WORK ORDER:
Where does the word "tree" appear in the entries below? Copy each line that holds it.

START STUDY MATERIAL

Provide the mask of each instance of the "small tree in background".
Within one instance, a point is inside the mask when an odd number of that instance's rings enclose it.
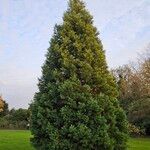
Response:
[[[9,109],[8,109],[8,103],[0,97],[0,117],[4,117],[8,114]]]
[[[124,150],[127,122],[93,19],[70,0],[56,25],[31,105],[39,150]]]
[[[2,96],[0,96],[0,113],[2,113],[4,110],[4,100],[2,99]]]

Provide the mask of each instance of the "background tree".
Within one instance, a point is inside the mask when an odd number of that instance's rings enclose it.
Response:
[[[129,105],[131,104],[132,100],[134,100],[132,96],[133,89],[131,86],[133,71],[129,65],[124,65],[118,67],[115,70],[112,70],[112,73],[118,85],[118,99],[120,101],[121,106],[126,110],[127,113]]]
[[[4,110],[4,100],[2,99],[2,96],[0,96],[0,113],[2,113]]]
[[[6,116],[8,113],[8,103],[6,103],[6,101],[3,101],[3,110],[0,112],[0,117]]]
[[[29,125],[29,109],[8,109],[8,103],[0,97],[0,129],[27,129]]]
[[[28,129],[30,111],[28,109],[11,109],[0,116],[0,129]]]
[[[126,117],[82,1],[70,0],[63,24],[55,26],[38,86],[31,105],[36,149],[126,149]]]
[[[30,112],[27,109],[12,109],[9,113],[10,122],[15,125],[14,128],[27,129],[29,124]]]
[[[150,50],[150,47],[149,47]],[[146,51],[138,61],[135,76],[136,83],[135,101],[131,104],[129,119],[136,125],[145,128],[146,134],[150,135],[150,51]]]
[[[149,47],[148,47],[149,48]],[[113,70],[119,89],[120,104],[128,119],[150,134],[150,53],[142,54],[137,63]]]

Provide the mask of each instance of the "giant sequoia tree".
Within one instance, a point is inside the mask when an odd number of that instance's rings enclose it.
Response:
[[[38,86],[31,105],[36,149],[126,149],[125,114],[82,1],[70,0],[63,24],[55,26]]]

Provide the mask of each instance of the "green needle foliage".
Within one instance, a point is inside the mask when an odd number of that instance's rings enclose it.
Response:
[[[98,35],[84,3],[70,0],[31,105],[37,150],[126,149],[126,117]]]

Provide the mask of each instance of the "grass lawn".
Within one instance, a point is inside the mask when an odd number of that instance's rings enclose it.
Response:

END STUDY MATERIAL

ANSWER FOR THE TASK:
Provide the mask of each instance of the "small tree in background".
Provide the mask of each instance of the "background tree".
Provide the mask of each instance of the "giant sequoia tree".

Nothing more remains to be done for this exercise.